___ Extrait du document

Cette mise au point présidentielle, mercredi intervient au lendemain de l'échec électoral de l'UMP aux régionales et alors que de nombreuses voix, y compris au sein de l'UMP, réclament la suppression de cette mesure.

Une proposition de loi communiste visant à supprimer le bouclier fiscal sera discutée au Sénat en mai.

Le président a toutefois indiqué qu'"un petit effort" serait demandé lors de la réforme des retraites, sans préciser la nature de la mesure. La réunion, qui s'est déroulée quelques heures après le retour de Nicolas Sarkozy de son voyage aux Etats-Unis, était destinée à "crever l'abcès" après la débâcle des régionales, tout en tentant de resserrer les rangs.

______
___ Enregistrements de données

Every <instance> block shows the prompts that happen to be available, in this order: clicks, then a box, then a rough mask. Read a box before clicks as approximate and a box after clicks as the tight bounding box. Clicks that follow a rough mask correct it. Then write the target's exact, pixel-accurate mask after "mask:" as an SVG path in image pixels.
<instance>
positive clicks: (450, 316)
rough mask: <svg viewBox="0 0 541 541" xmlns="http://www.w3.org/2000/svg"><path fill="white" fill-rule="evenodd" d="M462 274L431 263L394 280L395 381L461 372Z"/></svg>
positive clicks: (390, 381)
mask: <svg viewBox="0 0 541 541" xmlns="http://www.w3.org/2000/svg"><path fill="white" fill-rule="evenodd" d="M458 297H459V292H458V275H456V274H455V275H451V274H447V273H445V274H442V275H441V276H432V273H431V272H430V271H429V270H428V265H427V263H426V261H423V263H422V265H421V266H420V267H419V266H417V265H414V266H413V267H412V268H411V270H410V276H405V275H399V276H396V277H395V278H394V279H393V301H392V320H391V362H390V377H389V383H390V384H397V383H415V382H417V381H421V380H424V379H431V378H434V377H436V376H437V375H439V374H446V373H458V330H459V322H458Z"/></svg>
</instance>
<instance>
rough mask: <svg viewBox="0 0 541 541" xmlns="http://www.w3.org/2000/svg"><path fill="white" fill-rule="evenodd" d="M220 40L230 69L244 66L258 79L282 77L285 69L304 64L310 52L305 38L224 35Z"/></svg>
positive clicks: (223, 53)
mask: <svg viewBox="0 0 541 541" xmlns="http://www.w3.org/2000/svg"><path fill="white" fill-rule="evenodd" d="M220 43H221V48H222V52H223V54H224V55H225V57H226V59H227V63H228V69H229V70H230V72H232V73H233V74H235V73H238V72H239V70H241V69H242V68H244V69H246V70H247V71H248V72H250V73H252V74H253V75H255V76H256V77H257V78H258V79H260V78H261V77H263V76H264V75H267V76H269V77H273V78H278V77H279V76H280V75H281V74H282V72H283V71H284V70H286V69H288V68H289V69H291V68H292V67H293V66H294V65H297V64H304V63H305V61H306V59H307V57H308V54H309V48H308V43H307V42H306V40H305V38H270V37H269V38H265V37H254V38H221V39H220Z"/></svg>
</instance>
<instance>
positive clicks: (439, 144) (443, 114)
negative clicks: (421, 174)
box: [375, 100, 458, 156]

______

Consigne 1 >>
Renvoyez à l'identique tout ce qui va du début des entrées jusqu'à la ligne contenant "positive clicks: (390, 381)", cette ligne comprise.
Consigne 2 >>
Poursuivez l'article sur le bouclier fiscal à la suite de sa dernière phrase.

Réponse 1 >>
Every <instance> block shows the prompts that happen to be available, in this order: clicks, then a box, then a rough mask. Read a box before clicks as approximate and a box after clicks as the tight bounding box. Clicks that follow a rough mask correct it. Then write the target's exact, pixel-accurate mask after "mask:" as an SVG path in image pixels.
<instance>
positive clicks: (450, 316)
rough mask: <svg viewBox="0 0 541 541" xmlns="http://www.w3.org/2000/svg"><path fill="white" fill-rule="evenodd" d="M462 274L431 263L394 280L395 381L461 372Z"/></svg>
positive clicks: (390, 381)

Réponse 2 >>
Un texte examiné au Sénat le 20 mai
Le Sénat examinera le 20 mai une proposition de loi du groupe communiste et du Parti de gauche (CRC-SPG) visant à abroger le bouclier fiscal, dans le cadre d'une séance d'initiative parlementaire ("niche" parlementaire). Il y a un an, le groupe CRC-SPG avait déjà déposé une proposition dans ce sens, rejetée par la majorité sénatoriale.

Mais les sénateurs du PCF et du Parti de gauche espèrent un vote différent cette année, estimant que "les temps changent", que l"UMP et ses alliés ont été rudement sanctionnés" aux régionales.

Par ailleurs, le nouveau président de la commission des Finances de l'Assemblée nationale, Jérôme Cahuzac (PS), a demandé à entendre le ministre du Budget, François Baroin, sur la question du bouclier fiscal. Son audition aura lieu le 6 avril.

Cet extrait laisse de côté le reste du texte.